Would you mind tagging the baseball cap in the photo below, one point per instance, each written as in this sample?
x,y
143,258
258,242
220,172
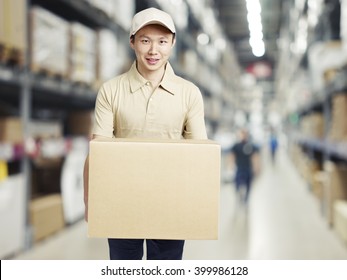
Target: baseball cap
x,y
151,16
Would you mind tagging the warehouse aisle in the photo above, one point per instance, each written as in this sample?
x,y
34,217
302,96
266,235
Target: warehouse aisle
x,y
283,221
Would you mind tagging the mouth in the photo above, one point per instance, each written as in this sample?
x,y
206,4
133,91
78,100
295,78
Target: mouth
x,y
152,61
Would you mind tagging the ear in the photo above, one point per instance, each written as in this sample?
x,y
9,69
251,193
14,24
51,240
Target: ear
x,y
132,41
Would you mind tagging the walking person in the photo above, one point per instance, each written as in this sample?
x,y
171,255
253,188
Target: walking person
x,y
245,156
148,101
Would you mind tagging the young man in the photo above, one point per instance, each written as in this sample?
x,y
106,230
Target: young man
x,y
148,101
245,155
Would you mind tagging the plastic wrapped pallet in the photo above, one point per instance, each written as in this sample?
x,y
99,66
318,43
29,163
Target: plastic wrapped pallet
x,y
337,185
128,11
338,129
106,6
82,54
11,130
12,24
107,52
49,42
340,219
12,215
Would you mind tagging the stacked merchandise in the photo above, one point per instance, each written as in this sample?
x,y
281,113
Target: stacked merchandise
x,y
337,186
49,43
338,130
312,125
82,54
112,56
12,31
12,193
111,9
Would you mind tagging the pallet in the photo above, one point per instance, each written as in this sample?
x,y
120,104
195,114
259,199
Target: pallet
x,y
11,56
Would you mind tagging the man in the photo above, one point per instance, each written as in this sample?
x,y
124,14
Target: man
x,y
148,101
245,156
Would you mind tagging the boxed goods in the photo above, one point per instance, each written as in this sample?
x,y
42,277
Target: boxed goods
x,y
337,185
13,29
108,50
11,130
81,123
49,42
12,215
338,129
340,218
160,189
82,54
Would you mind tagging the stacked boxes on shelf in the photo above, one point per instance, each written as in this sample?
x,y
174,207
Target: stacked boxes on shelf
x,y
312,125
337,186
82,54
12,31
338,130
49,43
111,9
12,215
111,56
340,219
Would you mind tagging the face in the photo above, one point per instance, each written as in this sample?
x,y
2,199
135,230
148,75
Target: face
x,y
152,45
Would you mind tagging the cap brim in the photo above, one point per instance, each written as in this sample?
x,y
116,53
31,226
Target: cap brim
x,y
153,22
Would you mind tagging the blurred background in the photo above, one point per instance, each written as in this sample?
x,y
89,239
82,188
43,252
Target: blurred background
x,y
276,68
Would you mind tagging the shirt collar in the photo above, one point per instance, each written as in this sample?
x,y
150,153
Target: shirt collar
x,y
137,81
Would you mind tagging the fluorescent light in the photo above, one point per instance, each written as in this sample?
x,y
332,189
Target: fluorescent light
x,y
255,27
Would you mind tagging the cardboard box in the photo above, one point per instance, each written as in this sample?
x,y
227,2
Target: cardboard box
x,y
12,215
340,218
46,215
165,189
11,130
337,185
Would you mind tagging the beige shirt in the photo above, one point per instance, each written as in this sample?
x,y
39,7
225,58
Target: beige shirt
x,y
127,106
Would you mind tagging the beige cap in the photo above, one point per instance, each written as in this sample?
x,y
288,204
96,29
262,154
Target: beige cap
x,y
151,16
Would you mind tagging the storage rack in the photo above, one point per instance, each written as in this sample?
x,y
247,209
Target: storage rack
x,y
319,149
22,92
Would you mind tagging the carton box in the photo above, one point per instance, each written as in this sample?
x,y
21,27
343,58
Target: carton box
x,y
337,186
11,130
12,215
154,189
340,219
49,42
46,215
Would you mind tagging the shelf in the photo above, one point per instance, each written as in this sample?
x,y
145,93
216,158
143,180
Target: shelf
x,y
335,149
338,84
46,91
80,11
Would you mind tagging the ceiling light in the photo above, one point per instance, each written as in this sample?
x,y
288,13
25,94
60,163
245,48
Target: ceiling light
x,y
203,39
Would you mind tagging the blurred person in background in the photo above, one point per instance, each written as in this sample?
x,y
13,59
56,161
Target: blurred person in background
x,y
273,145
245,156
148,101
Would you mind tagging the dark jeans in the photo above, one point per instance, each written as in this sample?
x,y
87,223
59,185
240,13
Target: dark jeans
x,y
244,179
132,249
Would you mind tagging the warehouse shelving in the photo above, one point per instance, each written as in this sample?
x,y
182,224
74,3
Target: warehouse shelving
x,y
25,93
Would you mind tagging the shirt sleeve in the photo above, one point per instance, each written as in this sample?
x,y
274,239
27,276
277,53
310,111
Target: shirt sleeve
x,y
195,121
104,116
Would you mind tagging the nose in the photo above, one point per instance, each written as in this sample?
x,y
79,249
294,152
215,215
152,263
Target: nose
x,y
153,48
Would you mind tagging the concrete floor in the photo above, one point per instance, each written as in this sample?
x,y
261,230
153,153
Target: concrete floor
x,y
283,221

::::::

Repeat the listing verbatim without its pictures.

Would you mind tagging the baseball cap in the photo below, one point per instance, each written as in this sample?
x,y
143,258
258,242
220,172
Target: baseball cap
x,y
151,16
Would you mind tagging the warehouse aisle in the photo above, one point per instance, each written as in this sample?
x,y
34,217
302,96
266,235
Target: warehouse aisle
x,y
283,221
Would you mind tagging the mouth in the photo above, one point per instance, each written as in this sample?
x,y
206,4
133,91
78,100
295,78
Target: mouth
x,y
152,61
Would you mind tagging the ear in the photo above, one point per instance, each written as in this sample?
x,y
9,69
251,193
14,24
51,240
Target: ear
x,y
132,41
Would you mind tagging the walking person in the photo above, one point per instance, each written as in this sample?
x,y
171,255
253,188
Target: walking person
x,y
245,156
148,101
Would you mind tagging the young man in the photo above, one point per instance, each written as in this sample?
x,y
106,230
Target: young man
x,y
148,101
245,155
Would you mind tagging the plastic wrapped pallet in the photo above, one point per instance, each written as in this sample?
x,y
99,66
318,43
29,163
Target: plastic wrapped pallet
x,y
337,185
128,11
338,129
106,6
82,54
11,130
12,24
107,52
49,42
340,219
12,215
Would you mind tagging the stacked merchandise in the photo above, one point per instance, each written as in this sample?
x,y
281,113
Target: stacked merchandise
x,y
337,186
49,43
338,130
312,125
82,54
112,56
12,31
12,193
111,9
Would you mind tagging the pallet in the photo above, one point per instance, each written as in this sample?
x,y
120,104
195,114
259,199
Target: pallet
x,y
11,56
Would you mind tagging the man in the photo above, one point per instance, each written as in this sample?
x,y
124,14
Target: man
x,y
148,101
245,156
Would you mind tagging the boxed goods in the photo above, one point per instance, each written as in this sample?
x,y
42,277
Target: boxed goods
x,y
337,185
13,29
108,50
11,130
81,123
49,42
12,215
338,129
340,218
160,189
82,54
Would you mind tagging the stacked boxes on shelf in the photo above, one point per instance, each written as in this sample?
x,y
174,207
Target: stacked boxes on shelf
x,y
312,125
337,186
82,54
12,31
338,130
49,43
111,9
12,215
111,56
340,219
Would you mind tagging the face in the photo above, one point per instance, each written as in this sample?
x,y
2,199
135,230
148,75
Target: face
x,y
152,45
Would you mind tagging the cap brim in the photo above, one point per instance, each written as in this sample?
x,y
116,53
31,226
Target: cap brim
x,y
153,22
Would you mind tagging the blurred background in the photo above, one point per instance, each written as in this sample?
x,y
89,239
82,188
43,252
Target: blurred background
x,y
276,68
Would you mind tagging the shirt collar in the photo above, one point per instance, each written as in this sample?
x,y
150,153
Target: shirt collar
x,y
137,81
Would you mind tagging the fluorescent light in the photo above, one point per instance, each written as in this sample?
x,y
332,189
Target: fluorescent light
x,y
255,27
Would you mind tagging the cardboard box in the photo above, one point per instance, each written as in this sample?
x,y
227,2
Target: cardboard box
x,y
12,215
340,218
46,215
165,189
11,130
337,185
Would you mind tagging the beige shirt in the photo above, one point per instance, each written as in this sample?
x,y
39,7
225,58
Target: beige shirt
x,y
127,106
Would you mind tagging the beige cap in the photo above, one point per instance, each written as in this sample?
x,y
288,204
96,29
262,154
Target: beige cap
x,y
151,16
Would you mind tagging the storage rack in the photo above, one point per instance, each written as in this sample?
x,y
247,209
Target: storage rack
x,y
319,149
22,92
Would you mind tagging the carton box in the photo above, one point per instance, each written as in this sample?
x,y
21,27
343,58
Target: carton box
x,y
337,186
11,130
12,215
154,189
340,219
49,42
46,215
Would you mind tagging the shelf in the photo above, one point per instance, each written as in this sample?
x,y
145,93
216,158
143,180
Target: shelf
x,y
335,149
338,84
46,91
80,11
Would you mind tagging the ceiling light in the photo above, one point per instance, each written as in this sample?
x,y
288,13
25,94
60,163
245,48
Target: ceiling light
x,y
203,39
Would you mind tagging the blurred person in background in the photo above, one point per instance, each written as in this sample?
x,y
13,59
56,161
Target: blurred person in background
x,y
273,145
245,156
148,101
Would you mind tagging the dark jeans in the photo above, one point per instance, each written as in this sample?
x,y
87,223
59,185
240,13
Target: dark jeans
x,y
244,179
132,249
Would you mind tagging the warehouse shelving in the photo above, one point per instance, each written as in this sample?
x,y
182,224
74,3
Target: warehouse shelving
x,y
25,93
Would you mind tagging the shirt sleeve in the photo above, one point per instance, each written as in this sample?
x,y
274,239
27,276
277,53
310,111
Target: shirt sleeve
x,y
195,121
104,116
Would you mind tagging the nose in the photo above, one point per instance, each written as in this sample?
x,y
79,249
294,152
215,215
152,263
Target: nose
x,y
153,48
Would you mind tagging the concrete floor in the photo above, one point per instance, each written as in this sample?
x,y
261,230
153,153
Target: concrete floor
x,y
283,221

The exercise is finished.